◆ Prompt
Can you turn every line of all the records below into a JSON list of strings, one string per line, with blank lines omitted?

Rows from a box labeling dataset:
___
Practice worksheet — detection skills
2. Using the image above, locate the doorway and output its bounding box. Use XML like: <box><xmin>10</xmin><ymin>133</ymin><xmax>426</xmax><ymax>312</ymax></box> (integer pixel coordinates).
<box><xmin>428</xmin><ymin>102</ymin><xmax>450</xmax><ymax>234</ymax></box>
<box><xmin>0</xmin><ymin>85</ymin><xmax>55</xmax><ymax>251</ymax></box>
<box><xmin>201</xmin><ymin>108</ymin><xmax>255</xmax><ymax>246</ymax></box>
___
◆ Finished task
[
  "Practice worksheet — detection skills",
  "2. Using the image above, locate the doorway and output its bounding box. Use XML like: <box><xmin>10</xmin><ymin>133</ymin><xmax>426</xmax><ymax>312</ymax></box> (integer pixel coordinates).",
  "<box><xmin>428</xmin><ymin>102</ymin><xmax>450</xmax><ymax>234</ymax></box>",
  "<box><xmin>0</xmin><ymin>85</ymin><xmax>55</xmax><ymax>251</ymax></box>",
  "<box><xmin>201</xmin><ymin>108</ymin><xmax>255</xmax><ymax>246</ymax></box>"
]